Work instructions:
Pull out each line below that contains the word "hand" and list those lines.

Location identification items
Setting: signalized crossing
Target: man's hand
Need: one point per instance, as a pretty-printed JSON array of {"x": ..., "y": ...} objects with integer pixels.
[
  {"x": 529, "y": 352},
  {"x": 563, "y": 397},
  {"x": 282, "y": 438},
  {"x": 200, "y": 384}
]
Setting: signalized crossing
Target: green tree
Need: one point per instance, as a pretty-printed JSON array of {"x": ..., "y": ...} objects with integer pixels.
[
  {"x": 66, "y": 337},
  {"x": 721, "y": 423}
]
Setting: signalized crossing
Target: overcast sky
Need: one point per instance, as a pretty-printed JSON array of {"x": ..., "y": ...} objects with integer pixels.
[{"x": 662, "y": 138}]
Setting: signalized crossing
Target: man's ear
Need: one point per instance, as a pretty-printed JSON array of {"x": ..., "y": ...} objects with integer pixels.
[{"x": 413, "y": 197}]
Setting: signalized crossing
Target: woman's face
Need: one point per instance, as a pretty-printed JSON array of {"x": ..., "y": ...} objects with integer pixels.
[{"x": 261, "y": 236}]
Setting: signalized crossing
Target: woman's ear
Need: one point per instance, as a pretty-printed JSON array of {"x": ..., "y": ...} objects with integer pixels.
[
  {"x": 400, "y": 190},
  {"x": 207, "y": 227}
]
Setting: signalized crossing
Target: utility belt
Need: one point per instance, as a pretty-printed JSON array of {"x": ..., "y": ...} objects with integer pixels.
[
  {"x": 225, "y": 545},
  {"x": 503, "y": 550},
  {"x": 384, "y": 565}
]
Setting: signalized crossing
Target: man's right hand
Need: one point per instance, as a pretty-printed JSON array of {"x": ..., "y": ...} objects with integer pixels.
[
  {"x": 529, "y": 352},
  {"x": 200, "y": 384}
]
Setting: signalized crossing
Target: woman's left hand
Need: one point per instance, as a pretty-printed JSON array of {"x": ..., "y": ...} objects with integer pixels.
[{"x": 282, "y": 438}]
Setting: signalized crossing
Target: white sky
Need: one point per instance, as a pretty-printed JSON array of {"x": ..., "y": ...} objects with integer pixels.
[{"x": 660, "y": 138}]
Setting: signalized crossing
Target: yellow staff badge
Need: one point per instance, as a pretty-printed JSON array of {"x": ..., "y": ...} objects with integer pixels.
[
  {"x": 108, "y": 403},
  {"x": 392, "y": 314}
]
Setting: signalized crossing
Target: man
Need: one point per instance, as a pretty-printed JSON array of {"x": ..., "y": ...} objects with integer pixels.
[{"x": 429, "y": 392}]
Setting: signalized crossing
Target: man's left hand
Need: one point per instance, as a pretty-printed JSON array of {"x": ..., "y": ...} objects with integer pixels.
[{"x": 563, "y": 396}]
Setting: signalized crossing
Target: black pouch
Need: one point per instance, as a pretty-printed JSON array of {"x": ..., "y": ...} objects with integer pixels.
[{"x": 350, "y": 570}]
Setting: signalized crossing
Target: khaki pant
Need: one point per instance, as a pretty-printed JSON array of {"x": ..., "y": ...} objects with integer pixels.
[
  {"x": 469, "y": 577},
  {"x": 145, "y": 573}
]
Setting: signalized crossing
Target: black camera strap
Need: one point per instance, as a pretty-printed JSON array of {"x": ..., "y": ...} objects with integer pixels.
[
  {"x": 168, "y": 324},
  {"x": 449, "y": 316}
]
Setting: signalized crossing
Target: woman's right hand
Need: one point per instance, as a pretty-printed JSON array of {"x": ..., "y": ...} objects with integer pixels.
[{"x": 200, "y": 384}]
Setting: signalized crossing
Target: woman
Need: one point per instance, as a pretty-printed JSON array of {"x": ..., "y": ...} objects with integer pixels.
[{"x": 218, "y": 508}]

Solution to this exercise:
Target: man's hand
Target: man's right hand
Target: woman's left hand
Target: man's left hand
Target: woman's right hand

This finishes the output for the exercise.